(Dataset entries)
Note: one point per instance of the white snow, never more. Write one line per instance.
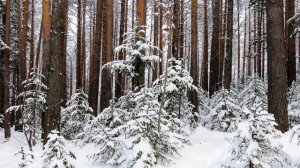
(207, 148)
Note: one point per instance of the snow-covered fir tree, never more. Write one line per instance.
(33, 100)
(139, 136)
(254, 92)
(178, 83)
(76, 115)
(255, 144)
(225, 114)
(294, 104)
(56, 153)
(139, 52)
(26, 157)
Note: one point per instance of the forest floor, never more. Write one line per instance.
(206, 149)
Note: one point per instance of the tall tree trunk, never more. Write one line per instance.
(249, 56)
(64, 90)
(139, 80)
(181, 30)
(155, 39)
(222, 27)
(290, 43)
(79, 61)
(54, 75)
(277, 76)
(194, 54)
(228, 58)
(95, 60)
(214, 60)
(259, 40)
(7, 122)
(46, 29)
(204, 67)
(239, 42)
(83, 47)
(120, 80)
(2, 36)
(175, 39)
(107, 48)
(32, 37)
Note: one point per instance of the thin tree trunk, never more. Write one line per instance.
(95, 60)
(46, 29)
(194, 55)
(32, 37)
(54, 75)
(120, 80)
(204, 67)
(290, 43)
(79, 61)
(239, 42)
(107, 55)
(7, 122)
(214, 60)
(277, 76)
(228, 58)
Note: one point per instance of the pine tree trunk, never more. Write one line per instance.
(204, 67)
(83, 47)
(228, 58)
(214, 60)
(120, 80)
(290, 43)
(194, 54)
(259, 37)
(7, 120)
(46, 29)
(175, 39)
(55, 66)
(107, 55)
(79, 61)
(239, 43)
(95, 60)
(139, 80)
(64, 90)
(244, 51)
(277, 76)
(31, 65)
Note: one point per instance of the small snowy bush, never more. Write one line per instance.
(136, 133)
(56, 154)
(294, 104)
(255, 143)
(139, 54)
(178, 83)
(76, 115)
(33, 100)
(225, 114)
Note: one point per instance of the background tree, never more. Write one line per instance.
(95, 60)
(277, 76)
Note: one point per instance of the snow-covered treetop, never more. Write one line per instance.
(138, 50)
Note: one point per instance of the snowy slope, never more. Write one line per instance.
(206, 149)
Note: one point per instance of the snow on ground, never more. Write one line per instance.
(206, 149)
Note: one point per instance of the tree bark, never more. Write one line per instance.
(204, 67)
(290, 43)
(277, 76)
(228, 57)
(95, 60)
(7, 122)
(79, 60)
(55, 66)
(214, 60)
(46, 29)
(107, 48)
(194, 55)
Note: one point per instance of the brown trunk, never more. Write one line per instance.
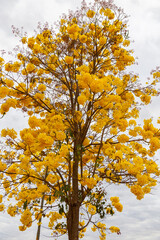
(73, 213)
(73, 222)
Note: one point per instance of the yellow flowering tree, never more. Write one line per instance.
(82, 132)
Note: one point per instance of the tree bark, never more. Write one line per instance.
(73, 222)
(73, 213)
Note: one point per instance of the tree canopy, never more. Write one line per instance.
(71, 81)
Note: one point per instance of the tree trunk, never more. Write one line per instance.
(73, 213)
(73, 222)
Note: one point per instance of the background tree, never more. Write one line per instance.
(82, 133)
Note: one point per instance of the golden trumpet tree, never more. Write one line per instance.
(82, 131)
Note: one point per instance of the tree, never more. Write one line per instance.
(82, 131)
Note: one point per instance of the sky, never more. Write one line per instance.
(139, 219)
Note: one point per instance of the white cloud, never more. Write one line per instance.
(140, 219)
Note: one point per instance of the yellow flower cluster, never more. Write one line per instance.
(116, 203)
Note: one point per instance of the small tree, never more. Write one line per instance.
(82, 134)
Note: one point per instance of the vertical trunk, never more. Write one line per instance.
(73, 213)
(73, 222)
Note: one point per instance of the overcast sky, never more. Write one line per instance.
(140, 219)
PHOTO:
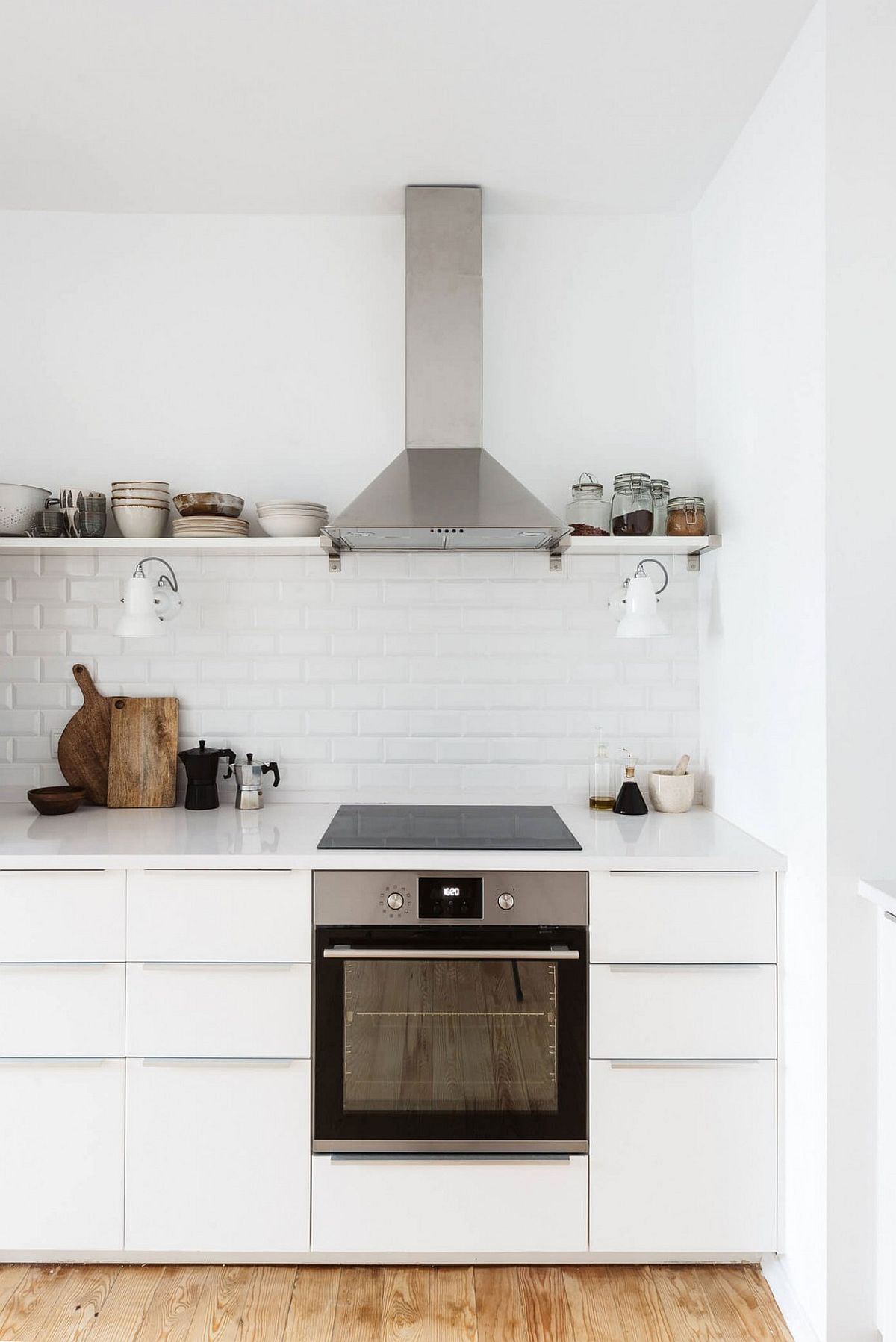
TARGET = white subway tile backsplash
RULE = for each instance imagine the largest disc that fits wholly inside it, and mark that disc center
(427, 671)
(38, 642)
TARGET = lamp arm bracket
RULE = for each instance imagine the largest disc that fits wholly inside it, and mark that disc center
(164, 580)
(665, 574)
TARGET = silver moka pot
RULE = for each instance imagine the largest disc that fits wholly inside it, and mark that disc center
(249, 783)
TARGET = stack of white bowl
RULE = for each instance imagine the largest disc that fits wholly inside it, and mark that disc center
(141, 508)
(291, 517)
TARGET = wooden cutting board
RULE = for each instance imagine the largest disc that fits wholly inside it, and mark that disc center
(84, 745)
(143, 754)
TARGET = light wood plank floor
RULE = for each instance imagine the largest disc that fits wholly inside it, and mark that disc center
(72, 1303)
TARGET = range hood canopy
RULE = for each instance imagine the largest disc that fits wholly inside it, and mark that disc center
(444, 491)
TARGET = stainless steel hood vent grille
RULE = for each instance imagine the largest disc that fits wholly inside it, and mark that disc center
(444, 493)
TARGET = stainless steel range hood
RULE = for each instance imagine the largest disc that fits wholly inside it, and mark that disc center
(444, 493)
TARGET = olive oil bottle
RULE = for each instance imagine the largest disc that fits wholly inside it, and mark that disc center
(603, 786)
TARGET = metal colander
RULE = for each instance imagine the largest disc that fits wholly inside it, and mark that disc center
(18, 506)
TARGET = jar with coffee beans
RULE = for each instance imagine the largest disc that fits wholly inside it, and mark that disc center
(687, 515)
(632, 505)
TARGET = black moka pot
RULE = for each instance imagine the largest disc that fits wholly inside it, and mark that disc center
(202, 774)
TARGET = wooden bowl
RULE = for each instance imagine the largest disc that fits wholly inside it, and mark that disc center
(208, 505)
(57, 801)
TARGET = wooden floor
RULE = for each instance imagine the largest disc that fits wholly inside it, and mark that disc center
(399, 1305)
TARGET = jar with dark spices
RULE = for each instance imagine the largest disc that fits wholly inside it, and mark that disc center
(632, 505)
(687, 515)
(660, 491)
(589, 512)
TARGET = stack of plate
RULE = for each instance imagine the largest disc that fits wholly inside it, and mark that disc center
(207, 526)
(291, 517)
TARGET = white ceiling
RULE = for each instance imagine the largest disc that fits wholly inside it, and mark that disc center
(330, 106)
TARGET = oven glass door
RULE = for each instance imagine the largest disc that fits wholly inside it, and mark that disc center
(449, 1039)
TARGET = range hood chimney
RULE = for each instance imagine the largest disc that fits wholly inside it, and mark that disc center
(444, 493)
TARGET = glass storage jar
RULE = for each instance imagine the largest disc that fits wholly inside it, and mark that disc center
(589, 512)
(660, 491)
(687, 515)
(632, 505)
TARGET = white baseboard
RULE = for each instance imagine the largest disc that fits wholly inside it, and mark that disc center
(786, 1299)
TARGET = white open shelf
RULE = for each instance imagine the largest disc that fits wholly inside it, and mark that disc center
(259, 545)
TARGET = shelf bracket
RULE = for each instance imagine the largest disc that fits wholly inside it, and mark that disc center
(694, 557)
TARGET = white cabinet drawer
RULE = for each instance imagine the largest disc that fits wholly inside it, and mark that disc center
(691, 916)
(436, 1205)
(183, 1010)
(62, 916)
(683, 1011)
(217, 1157)
(231, 916)
(62, 1011)
(62, 1172)
(683, 1157)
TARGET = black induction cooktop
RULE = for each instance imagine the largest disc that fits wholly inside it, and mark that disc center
(449, 827)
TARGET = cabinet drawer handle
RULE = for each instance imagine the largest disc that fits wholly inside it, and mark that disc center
(217, 1062)
(697, 872)
(211, 964)
(220, 872)
(636, 1064)
(58, 964)
(679, 969)
(54, 1062)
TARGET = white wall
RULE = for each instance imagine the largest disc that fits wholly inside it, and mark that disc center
(862, 628)
(759, 321)
(264, 356)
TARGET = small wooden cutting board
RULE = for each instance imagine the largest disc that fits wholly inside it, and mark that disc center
(143, 754)
(84, 745)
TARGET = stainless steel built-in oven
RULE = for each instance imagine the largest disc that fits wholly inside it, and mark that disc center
(451, 1011)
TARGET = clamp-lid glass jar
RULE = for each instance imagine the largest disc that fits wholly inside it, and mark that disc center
(687, 515)
(589, 512)
(660, 491)
(632, 505)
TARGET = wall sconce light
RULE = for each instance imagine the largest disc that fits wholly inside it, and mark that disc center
(146, 603)
(635, 606)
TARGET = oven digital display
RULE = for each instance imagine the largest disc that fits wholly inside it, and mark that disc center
(449, 897)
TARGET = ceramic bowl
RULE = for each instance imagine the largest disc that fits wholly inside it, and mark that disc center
(131, 485)
(57, 801)
(138, 520)
(208, 505)
(138, 491)
(670, 792)
(290, 524)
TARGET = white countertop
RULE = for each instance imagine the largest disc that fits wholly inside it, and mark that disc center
(287, 833)
(882, 892)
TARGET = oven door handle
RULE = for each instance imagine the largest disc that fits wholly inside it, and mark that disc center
(377, 953)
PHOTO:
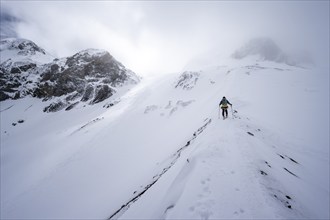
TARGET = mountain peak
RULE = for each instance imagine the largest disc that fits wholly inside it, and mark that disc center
(263, 47)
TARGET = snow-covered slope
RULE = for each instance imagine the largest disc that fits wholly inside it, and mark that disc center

Your goal: Set down again, word for word, the stretch of records from the line with "TARGET = metal colander" to the line with "TARGET = range hood chimney", both of those lines included.

Output below:
TARGET = metal colander
RULE = for each instance imagine the largest disc that fits wholly inside it, and mark that disc center
(18, 506)
TARGET = jar with coffee beans
RULE = for each instance imagine the largest disc that fits wholly inside it, and mark that disc center
(687, 515)
(632, 505)
TARGET = black moka pot
RULE = for each instance imagine the largest disc that fits wholly inside it, and mark that disc center
(202, 774)
TARGET = wooden bowl
RULE = for each instance imagine the largest disc that fits wholly inside it, and mark that disc center
(208, 505)
(57, 801)
TARGET = wooden floor
RULE = for each instance imagine the largest disc that fits wholly inside it, and mark that disc center
(399, 1305)
TARGET = jar with dark spices
RULE = for each instance imagine the largest disc that fits wholly inside it, and mark that disc center
(632, 505)
(687, 515)
(660, 491)
(589, 512)
TARGET = stack of plate
RULE = for each instance imagine the largest disc that fits wholly inside it, and mark that disc center
(207, 526)
(291, 517)
TARGET = white ceiling
RULE = for each instance imagine the largest disc that fits wholly inside it, and mark that disc center
(330, 106)
TARGET = oven glass door
RULE = for each instance imagine the largest disc that fits wholly inside it, and mark that disc center
(449, 1039)
TARGET = range hood chimney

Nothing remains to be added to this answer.